→ **O QUE FAZER**: Transcreva fielmente, do discurso parlamentar sobre salários e marcas de cigarros reproduzido abaixo, o trecho que vai de "1050 DIARIO DA" até "necessidades do operario.".

→ **TEXTO SELECIONADO**:
####################
1050 DIARIO DA CAMARA DOS SENHORES DEPUTADOS
Os salarios sento pois:
Dia de oito horas 390 réis
Dia de seis horas 270 réis
O que realmente é muito diminuto e inferior ás mais modestas necessidades do operario.
Proponho, pois, a elevação do preço da tarefa a 80 réis; os salarios ficarão sendo n'este caso:
Dia de oito horas 480 réis
Dia de seis horas 360 réis
Sommas que estão longe do ser exageradas, principalmente nos grandes centros como Lisboa e Porto.
Já que vamos adoptar o principio de elevar os salarios ao maximo em Lisboa e Porto, façamos esta equidade a estes, que não tiram beneficio algum, emquanto os outros vão ter sensiveis beneficios.
Peço á commissão e ao sr. ministro, que attendam esta reclamação, porque é justa. Não posso calcular o excesso de despeza, mas não deve ser grande, porque é muito pequena a producção d'este artigo.
Outra reclamação que me parece justa, é a que se refere ás marcas actuaes.
Proponho que os typos de trabalho das fabricas actuaes sejão conservados, podendo a administração crear quantos typos novos quizer.
Ora, isto parece insignificante, mas quer a camara saber o resultado que póde dar? Vou exemplificar.
Fabricam-se duas qualidades, ou marcas de cigarros. Ha o cigarro á portugueza e o cigarro á hespanhola. O cigarro á portugueza é pago a 185 réis por kilogramma, e o cigarro á hespanhola a 290 réis; ora é de saber que ha operarios para a marca hespanhola e operarios para a marca portugueza.
Emquanto houve concorrencia entre fabricas, não era licito a uma fabrica abandonar certa marca, porque é claro que as outras fabricas concorrentes a conservariam e lhe desviavam os consumidores; mas quando se acabarem as fabricas e a sua concorrencia, ficando só em campo a régie, póde ella acabar com qualquer marca, porque o consumidor não se deslocará, visto que não encontra em parte alguma o objecto do seu gasto e do seu consumo.
Não conheço os individuos, que hão de compor o conselho de administração, e poderei talvez confiar muito na justiça e na bondade dos seus caracteres; mas como é natural, que se queira produzir n'estas questões fiscaes grande rendimento, como resultante da extrema cautela e da extrema fiscalisação das corporações administradoras, tenho muito receio que a nossa administração deixe de fazer cigarros á hespanhola e os faça á portugueza.
Repito, a conservação das marcas actuaes estava imposta pela concorrencia das fabricas; se uma fabrica deixasse de fabricar qualquer marca, as outras faziam-n'o e aproveitavam-lhe os consumidores; mas agora que a régie póde, sem perigo, eliminar os typos e marcas que quizer, é indispensavel garantir o operario por outra fórma, porque aliás se podem completamente sophismar alguns dos beneficios, que lhe vamos conceder n'este projecto.
A minha ultima proposta refere-se á garantia, que deve ter o operario de Lisboa de passar para o Porto, quando lá houver d'elle necessidade, sendo das classes pedidas; e vice-versa.
####################
→ **EXCERTO DE DADOS**:

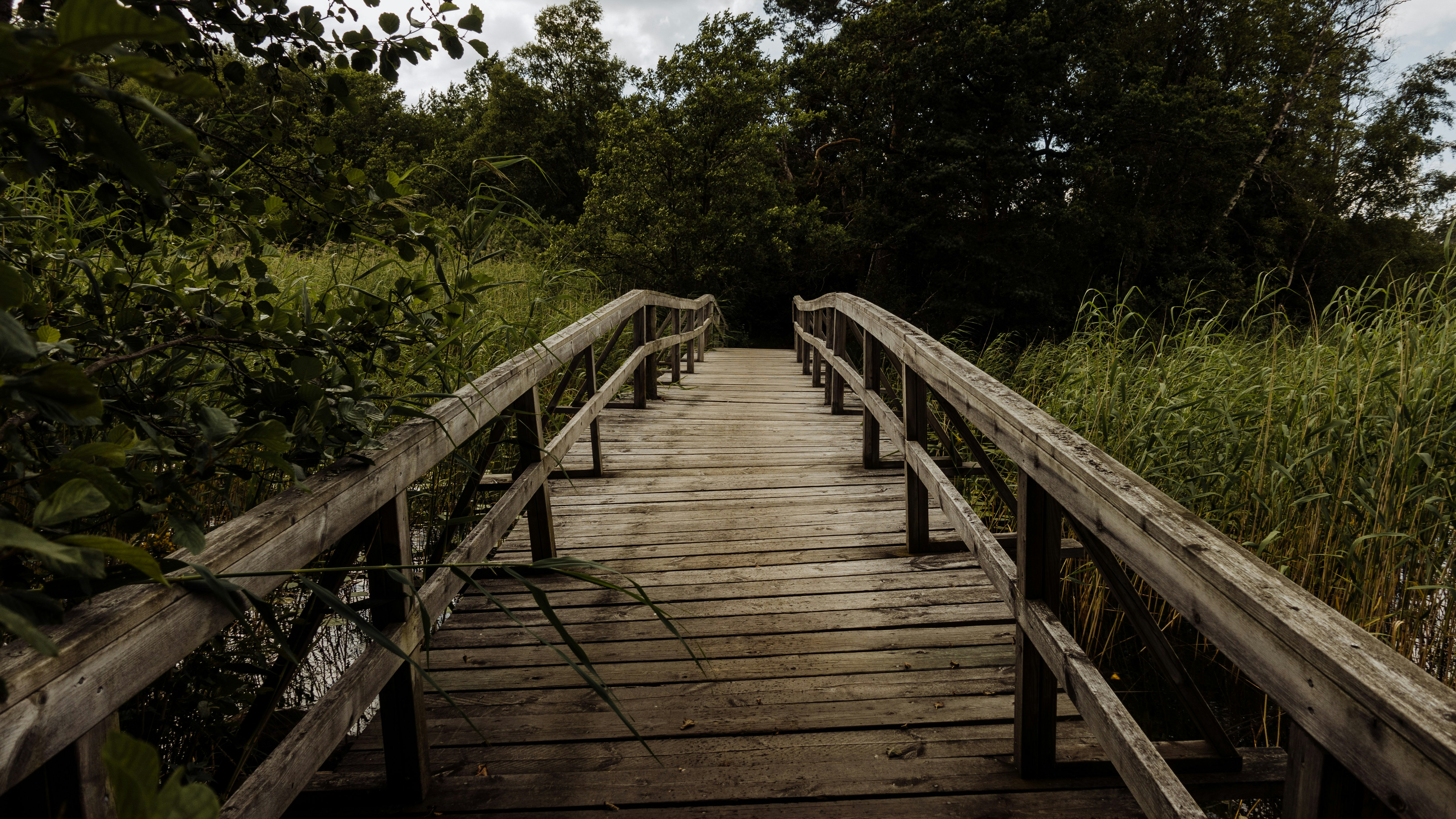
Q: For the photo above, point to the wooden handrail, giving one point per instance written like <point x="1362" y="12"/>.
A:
####################
→ **RESPOSTA**:
1050 DIARIO DA CAMARA DOS SENHORES DEPUTADOS
Os salarios sento pois:
Dia de oito horas 390 réis
Dia de seis horas 270 réis
O que realmente é muito diminuto e inferior ás mais modestas necessidades do operario.